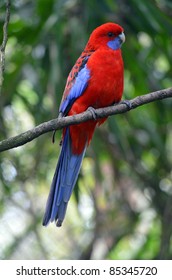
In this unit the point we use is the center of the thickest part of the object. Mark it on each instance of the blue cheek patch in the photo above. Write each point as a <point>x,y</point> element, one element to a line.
<point>114,44</point>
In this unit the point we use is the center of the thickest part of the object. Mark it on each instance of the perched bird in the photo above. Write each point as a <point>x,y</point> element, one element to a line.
<point>95,81</point>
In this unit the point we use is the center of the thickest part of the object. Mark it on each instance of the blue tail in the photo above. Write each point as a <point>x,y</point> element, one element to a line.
<point>64,180</point>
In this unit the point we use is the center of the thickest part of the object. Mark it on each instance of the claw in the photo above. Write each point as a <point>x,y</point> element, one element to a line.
<point>127,103</point>
<point>53,136</point>
<point>93,112</point>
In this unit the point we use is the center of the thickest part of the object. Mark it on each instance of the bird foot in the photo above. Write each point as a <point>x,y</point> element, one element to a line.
<point>93,112</point>
<point>127,103</point>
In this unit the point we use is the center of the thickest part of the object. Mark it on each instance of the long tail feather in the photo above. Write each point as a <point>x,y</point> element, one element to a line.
<point>64,180</point>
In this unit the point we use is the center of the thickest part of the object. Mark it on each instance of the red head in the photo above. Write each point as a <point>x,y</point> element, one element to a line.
<point>106,35</point>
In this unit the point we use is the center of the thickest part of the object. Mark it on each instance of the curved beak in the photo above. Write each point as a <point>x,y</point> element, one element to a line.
<point>122,37</point>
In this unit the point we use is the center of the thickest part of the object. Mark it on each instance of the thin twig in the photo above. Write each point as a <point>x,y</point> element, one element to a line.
<point>59,123</point>
<point>4,42</point>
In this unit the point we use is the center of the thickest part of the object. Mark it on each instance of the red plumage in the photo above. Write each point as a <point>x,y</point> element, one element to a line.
<point>96,80</point>
<point>105,86</point>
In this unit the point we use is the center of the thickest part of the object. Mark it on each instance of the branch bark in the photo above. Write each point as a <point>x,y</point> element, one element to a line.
<point>59,123</point>
<point>4,41</point>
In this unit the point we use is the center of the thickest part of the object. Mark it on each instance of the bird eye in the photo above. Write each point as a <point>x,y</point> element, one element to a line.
<point>110,34</point>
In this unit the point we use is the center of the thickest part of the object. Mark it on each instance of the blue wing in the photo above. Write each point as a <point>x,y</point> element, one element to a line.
<point>76,84</point>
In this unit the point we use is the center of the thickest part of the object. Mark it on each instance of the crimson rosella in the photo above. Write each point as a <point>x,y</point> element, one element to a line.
<point>95,81</point>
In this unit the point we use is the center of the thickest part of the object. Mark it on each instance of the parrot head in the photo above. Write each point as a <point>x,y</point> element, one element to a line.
<point>107,35</point>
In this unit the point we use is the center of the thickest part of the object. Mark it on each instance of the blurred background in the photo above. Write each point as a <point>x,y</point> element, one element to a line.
<point>122,204</point>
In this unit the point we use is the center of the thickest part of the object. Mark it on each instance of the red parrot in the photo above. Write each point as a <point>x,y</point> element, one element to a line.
<point>95,81</point>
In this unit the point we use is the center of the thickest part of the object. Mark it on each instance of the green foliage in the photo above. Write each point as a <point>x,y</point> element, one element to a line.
<point>121,208</point>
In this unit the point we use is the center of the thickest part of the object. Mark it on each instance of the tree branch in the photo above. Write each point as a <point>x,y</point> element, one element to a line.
<point>59,123</point>
<point>4,41</point>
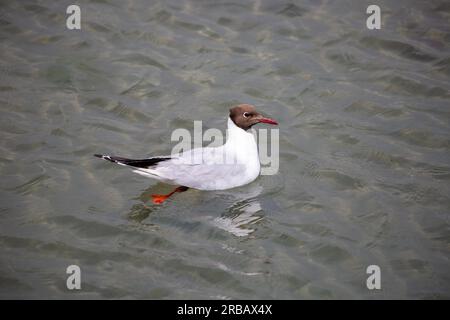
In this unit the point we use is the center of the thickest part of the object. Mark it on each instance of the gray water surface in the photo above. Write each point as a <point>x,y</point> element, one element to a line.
<point>364,149</point>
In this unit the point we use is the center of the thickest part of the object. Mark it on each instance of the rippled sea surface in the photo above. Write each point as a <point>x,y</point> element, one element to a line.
<point>364,149</point>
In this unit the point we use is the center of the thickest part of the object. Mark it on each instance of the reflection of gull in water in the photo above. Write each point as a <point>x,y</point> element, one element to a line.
<point>242,213</point>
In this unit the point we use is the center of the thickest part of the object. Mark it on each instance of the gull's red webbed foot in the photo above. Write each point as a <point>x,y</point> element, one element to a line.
<point>160,198</point>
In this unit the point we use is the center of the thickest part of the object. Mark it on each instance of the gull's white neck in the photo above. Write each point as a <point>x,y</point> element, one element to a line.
<point>241,146</point>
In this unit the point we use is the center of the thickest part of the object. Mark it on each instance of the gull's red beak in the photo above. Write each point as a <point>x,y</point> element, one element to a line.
<point>267,120</point>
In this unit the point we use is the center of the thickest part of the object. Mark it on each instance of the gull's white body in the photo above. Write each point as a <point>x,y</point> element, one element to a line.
<point>233,164</point>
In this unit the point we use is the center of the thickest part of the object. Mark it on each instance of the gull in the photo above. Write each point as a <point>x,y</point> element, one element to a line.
<point>235,163</point>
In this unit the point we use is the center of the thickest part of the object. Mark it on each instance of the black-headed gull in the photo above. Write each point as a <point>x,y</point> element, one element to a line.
<point>233,164</point>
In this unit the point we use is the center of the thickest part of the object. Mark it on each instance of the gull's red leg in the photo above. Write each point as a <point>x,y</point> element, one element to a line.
<point>160,198</point>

What is being asked:
Express all of the rows above as a two-column CSV with the header instruction,answer, one line per row. Put the row's text in the instruction field and its answer in the answer field, wrap each field in double quotes, replace line breaks with spaces, and leave out the pictures.

Solution to the exercise:
instruction,answer
"In this unit the point we use is the center of the thickest part of the object. Mark it on each instance of the blue cheek patch in the photo above. Write each point as a <point>x,y</point> element, one element to a line.","<point>114,44</point>"
"In this unit the point we use is the center of the thickest part of the object. Mark it on each instance of the perched bird in the photo above. Write each point as a <point>x,y</point> element, one element to a line.","<point>95,81</point>"
"In this unit the point we use is the center of the thickest part of the object. Mark it on each instance of the blue tail in the photo above. Write each point as a <point>x,y</point> element, one element to a line.","<point>64,180</point>"
"In this unit the point we use is the center of the thickest part of the object. Mark it on each instance of the claw in the photo above. Write each point as a <point>x,y</point> element, one element to a line.","<point>127,103</point> <point>53,136</point> <point>93,112</point>"
"In this unit the point we use is the center of the thickest part of the object. Mark it on each instance of the bird foot in the photo above. Write each point as a <point>x,y</point> element, one element to a line.","<point>93,112</point> <point>127,103</point>"
"In this unit the point we use is the center of the thickest part of the object. Mark it on each instance of the long tail feather in the photo above. Write each point as a <point>x,y</point> element, one element to a line.","<point>64,180</point>"
"In this unit the point we use is the center of the thickest part of the object. Mark it on each instance of the red head in the photo above. Write each point as a <point>x,y</point> element, one element to a line.","<point>106,35</point>"
"In this unit the point we use is the center of the thickest part of the object. Mark it on each instance of the curved beak in the photo above. Write each point as a <point>x,y</point> element, one element to a line.","<point>122,37</point>"
"In this unit the point we use is the center of the thickest part of the object. Mark it on each instance of the thin twig in the photo above. Write each point as a <point>x,y</point> element, one element to a line.","<point>59,123</point> <point>4,42</point>"
"In this unit the point we use is the center of the thickest part of the object. Mark it on each instance of the red plumage in the photo above. Write each point as a <point>x,y</point> element, one element to a line.","<point>96,80</point> <point>105,86</point>"
"In this unit the point we use is the center of the thickest part of the object. Mark it on each instance of the branch bark in the photo above. Write each point as a <point>x,y</point> element, one element to a line.","<point>59,123</point> <point>4,41</point>"
"In this unit the point we use is the center of the thickest part of the object. Mark it on each instance of the bird eye in the photo above. Write each point as a <point>x,y</point> element, one element to a line.","<point>110,34</point>"
"In this unit the point we use is the center of the thickest part of the object. Mark it on each instance of the blue wing in the photo above. Write each point as a <point>x,y</point> element, one element to a line.","<point>76,84</point>"
"In this unit the point we use is the center of the thickest part of the object. Mark it on each instance of the crimson rosella in the photo above. Write each point as a <point>x,y</point> element, one element to a line.","<point>95,81</point>"
"In this unit the point we use is the center of the thickest part of the object. Mark it on each instance of the parrot head in the photo above. Write each point as a <point>x,y</point> element, one element to a line.","<point>107,35</point>"
"In this unit the point we use is the center of the thickest part of the object. Mark it on each instance of the blurred background in the photo above. Write each point as a <point>x,y</point> element, one element to a line.","<point>122,204</point>"
"In this unit the point we use is the center of the thickest part of the object. Mark it on each instance of the red parrot in the photo above. Write each point as a <point>x,y</point> element, one element to a line.","<point>95,81</point>"
"In this unit the point we use is the center of the thickest part of the object. Mark it on each instance of the green foliage in the photo above. Write each point as a <point>x,y</point> element, one element to a line.","<point>121,208</point>"
"In this unit the point we use is the center of the thickest part of the object. Mark it on each instance of the tree branch in the photo above. Write each point as a <point>x,y</point> element, one element to a line.","<point>59,123</point> <point>4,41</point>"
"In this unit the point we use is the center of the thickest part of the object. Mark it on each instance of the gray water surface in the photo above. Write each point as a <point>x,y</point> element, one element to a line.","<point>364,149</point>"
"In this unit the point we use is the center of the thickest part of the object. Mark it on each instance of the rippled sea surface in the photo above. Write each point as a <point>x,y</point> element, one element to a line.","<point>364,149</point>"
"In this unit the point we use is the center of the thickest part of the object. Mark it on each instance of the reflection of gull in water in the photo above. Write each point as a <point>x,y</point> element, one element to a line.","<point>242,213</point>"
"In this unit the point we use is the center of the thickest part of the object. Mark it on each instance of the gull's red webbed foot in the photo above. Write each point as a <point>x,y</point> element, one element to a line.","<point>160,198</point>"
"In this unit the point we use is the center of the thickest part of the object. Mark it on each instance of the gull's white neck in the photo above. Write each point as a <point>x,y</point> element, one element to a line.","<point>241,146</point>"
"In this unit the point we use is the center of the thickest part of the object. Mark it on each instance of the gull's red beak in the photo above. Write each point as a <point>x,y</point> element, one element to a line.","<point>267,120</point>"
"In this unit the point we use is the center of the thickest part of the object. Mark it on each instance of the gull's white body in the photo above. Write each point as a <point>x,y</point> element, one element to a line.","<point>233,164</point>"
"In this unit the point we use is the center of the thickest part of the object. Mark it on each instance of the gull in the photo above. Write each point as a <point>x,y</point> element, one element to a line.","<point>235,163</point>"
"In this unit the point we use is the center of the thickest part of the object. Mark it on each instance of the black-headed gull in the photo above. Write each point as a <point>x,y</point> element, one element to a line.","<point>233,164</point>"
"In this unit the point we use is the center of the thickest part of the object. Mark it on each instance of the gull's red leg in the photo above. Write each point as a <point>x,y</point> element, one element to a line.","<point>160,198</point>"